** PROBLEM **
Return all of the data exactly as given.

-- start --

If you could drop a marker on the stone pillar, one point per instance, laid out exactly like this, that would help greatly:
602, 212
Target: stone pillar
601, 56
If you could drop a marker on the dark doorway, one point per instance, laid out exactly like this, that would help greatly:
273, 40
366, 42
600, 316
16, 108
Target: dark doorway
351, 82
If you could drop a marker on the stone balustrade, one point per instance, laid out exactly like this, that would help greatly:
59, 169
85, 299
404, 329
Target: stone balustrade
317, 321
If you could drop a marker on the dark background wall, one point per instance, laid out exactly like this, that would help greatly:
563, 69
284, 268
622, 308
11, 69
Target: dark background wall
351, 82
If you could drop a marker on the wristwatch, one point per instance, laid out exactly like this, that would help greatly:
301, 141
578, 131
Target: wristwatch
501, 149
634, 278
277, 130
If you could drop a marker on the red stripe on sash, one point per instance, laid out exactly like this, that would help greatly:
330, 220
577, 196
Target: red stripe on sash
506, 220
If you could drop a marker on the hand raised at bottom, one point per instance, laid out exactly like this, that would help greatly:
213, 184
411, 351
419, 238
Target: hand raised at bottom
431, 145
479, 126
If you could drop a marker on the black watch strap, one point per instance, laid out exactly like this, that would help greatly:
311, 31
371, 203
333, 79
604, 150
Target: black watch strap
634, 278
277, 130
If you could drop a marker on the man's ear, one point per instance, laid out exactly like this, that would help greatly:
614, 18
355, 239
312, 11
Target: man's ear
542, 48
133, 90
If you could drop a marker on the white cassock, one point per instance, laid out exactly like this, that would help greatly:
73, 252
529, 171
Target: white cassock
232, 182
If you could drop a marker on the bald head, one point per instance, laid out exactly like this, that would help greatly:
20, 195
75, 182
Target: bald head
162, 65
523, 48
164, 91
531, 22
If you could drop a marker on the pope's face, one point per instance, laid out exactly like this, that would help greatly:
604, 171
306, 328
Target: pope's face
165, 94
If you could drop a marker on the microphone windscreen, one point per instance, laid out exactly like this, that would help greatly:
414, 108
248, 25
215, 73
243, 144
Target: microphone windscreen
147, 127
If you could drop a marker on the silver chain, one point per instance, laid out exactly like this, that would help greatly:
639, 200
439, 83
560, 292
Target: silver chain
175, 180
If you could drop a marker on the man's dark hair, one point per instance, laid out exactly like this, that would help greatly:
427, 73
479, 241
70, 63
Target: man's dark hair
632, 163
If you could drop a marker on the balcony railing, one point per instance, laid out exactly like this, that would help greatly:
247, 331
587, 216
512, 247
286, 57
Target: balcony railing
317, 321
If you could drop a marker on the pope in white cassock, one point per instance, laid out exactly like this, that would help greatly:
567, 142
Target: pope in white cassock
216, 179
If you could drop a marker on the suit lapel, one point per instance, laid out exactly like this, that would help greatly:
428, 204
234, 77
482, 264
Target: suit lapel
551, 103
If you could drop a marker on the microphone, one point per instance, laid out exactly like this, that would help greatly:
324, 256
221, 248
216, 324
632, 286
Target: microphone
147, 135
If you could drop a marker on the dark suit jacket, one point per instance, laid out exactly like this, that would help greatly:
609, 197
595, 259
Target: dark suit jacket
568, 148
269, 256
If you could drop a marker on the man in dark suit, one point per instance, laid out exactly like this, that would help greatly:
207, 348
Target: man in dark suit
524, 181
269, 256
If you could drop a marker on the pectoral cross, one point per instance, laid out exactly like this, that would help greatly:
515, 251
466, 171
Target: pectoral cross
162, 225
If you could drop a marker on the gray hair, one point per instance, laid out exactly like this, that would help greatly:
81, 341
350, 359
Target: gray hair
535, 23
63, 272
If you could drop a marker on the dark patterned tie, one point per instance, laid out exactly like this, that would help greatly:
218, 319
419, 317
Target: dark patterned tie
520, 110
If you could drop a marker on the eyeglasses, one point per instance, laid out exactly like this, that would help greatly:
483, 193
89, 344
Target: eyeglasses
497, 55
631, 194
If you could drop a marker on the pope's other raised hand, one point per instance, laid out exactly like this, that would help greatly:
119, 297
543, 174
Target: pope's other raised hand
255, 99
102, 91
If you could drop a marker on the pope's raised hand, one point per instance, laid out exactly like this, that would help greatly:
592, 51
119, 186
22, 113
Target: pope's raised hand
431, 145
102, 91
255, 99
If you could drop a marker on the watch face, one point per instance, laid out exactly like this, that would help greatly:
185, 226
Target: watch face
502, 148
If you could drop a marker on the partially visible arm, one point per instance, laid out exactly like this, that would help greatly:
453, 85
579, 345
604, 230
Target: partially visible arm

-- end --

** OUTPUT BELOW **
If you could drop a marker on the stone pillar, one point per instance, laid out exactly like this, that would help greatly:
602, 212
Target: stone pillar
601, 56
If you could drop a marker on the dark doorway, one point per instance, laid out exactly like this, that would help greatly:
273, 40
366, 42
600, 316
16, 108
Target: dark doorway
351, 82
If you could drop a marker on the stone balustrade, one point per instance, laid out exactly like this, that would help greatly:
59, 169
85, 299
404, 329
Target: stone balustrade
317, 321
If you could drop a marker on the dark background wall, one point per instance, laid out exactly like this, that would help greatly:
563, 69
284, 268
622, 308
11, 69
Target: dark background wall
351, 82
If you could drop a marker on the wristwatch, one point per instance, laid out exactly like this, that would help greatly:
301, 141
578, 131
Target: wristwatch
501, 149
634, 278
277, 130
If you could drop a marker on the red stripe on sash, one point per instance, laid out exactly like this, that would help greatly:
330, 220
577, 196
Target: red stripe on sash
506, 220
If you could drop a marker on the hand raised at bottom, one point per instance, laid out exactly like this, that would help greatly:
213, 184
411, 351
419, 238
Target: hand raised at bottom
431, 145
479, 126
If you could drop a marker on the black watch strap, one point per instance, laid out exactly like this, that would help greatly:
311, 31
371, 203
333, 79
604, 150
Target: black watch strap
634, 278
277, 130
If you could drop a marker on the man's ear, one point per instance, laid out exactly like this, that would help greatly:
614, 18
355, 239
312, 11
Target: man's ear
542, 48
133, 90
If you could drop a marker on the white cassock, one point per instance, laid out exactly like this, that would help greatly:
73, 252
529, 171
Target: white cassock
232, 182
If you could drop a marker on the bald head, one point per instance, laid out exactly like this, that would help greatly:
20, 195
75, 182
Target: bald head
162, 65
523, 48
164, 91
531, 22
If you could drop a marker on the pope's face, one point per instance, laid out exactly like this, that would help greatly:
604, 171
306, 328
Target: pope's face
165, 94
If you could drop a marker on the microphone windscreen, one point per instance, laid out exactly like this, that would help greatly:
414, 108
248, 25
215, 73
243, 144
Target: microphone windscreen
147, 127
If you could drop a marker on the silver chain, one point per instance, laid out exactly like this, that would help greatly:
639, 200
439, 83
560, 292
Target: silver chain
175, 180
If you could drop a marker on the man's dark hair, one point per instance, laid out exactly like this, that would help greatly:
427, 73
479, 241
70, 63
Target: man's dark hair
632, 163
If you could drop a marker on the balcony railing, one point per instance, laid out exactly like this, that would help greatly:
247, 331
587, 216
512, 247
286, 57
Target: balcony railing
317, 321
If you could drop a marker on the pope in white cassock, one point per instance, laid out exactly like this, that would help greatly:
567, 142
Target: pope in white cassock
216, 179
If you could drop a marker on the suit lapel, one point per instance, laid out exactly like this, that would help greatly:
428, 204
234, 77
482, 264
Target: suit lapel
551, 103
If you could drop a marker on the microphone, one point per instance, laid out exactly like this, that would help greatly:
324, 256
221, 248
216, 324
632, 286
Target: microphone
147, 135
If you could drop a marker on the dark suit jacket, one point per instance, laid out exactly like this, that would help greatly:
609, 197
595, 259
Target: dark suit jacket
568, 148
269, 256
If you could drop a marker on the man in dark suit, one point per instance, laid out exactly like this, that would help greatly:
207, 348
Target: man in dark suit
524, 181
269, 256
If you could drop a marker on the pectoral cross, one point per instance, laid out exactly like this, that would help greatly:
515, 251
466, 171
Target: pectoral cross
162, 225
If you could drop a marker on the gray hair, one point per instance, laid out exactly like this, that would help greatly:
81, 341
350, 359
Target: gray hair
535, 23
63, 272
If you could drop a marker on the dark patterned tie, one point per instance, laid out exactly like this, that would help greatly:
218, 319
419, 317
Target: dark patterned tie
520, 110
If you could drop a marker on the eyeglasses, one point per instance, laid out exactly like this, that would help greatly:
483, 193
89, 344
Target: eyeglasses
497, 55
631, 194
If you could drop a marker on the pope's other raised hand, one point per instance, laid out exactly like this, that would help greatly:
119, 297
543, 174
Target: pope's other raised hand
255, 99
102, 91
If you could drop a marker on the pope's raised hand, one point per instance, laid out exactly like this, that would help greatly:
592, 51
119, 186
22, 113
Target: pope's raised hand
431, 145
102, 91
255, 99
If you could drop a marker on the watch face, one point per instance, laid out exactly like this, that would help greatly:
185, 226
Target: watch face
502, 148
If you could drop a marker on the partially visible arm, one point per instance, laid out exactly like this, that would help greatly:
453, 85
579, 345
604, 230
Target: partially visible arm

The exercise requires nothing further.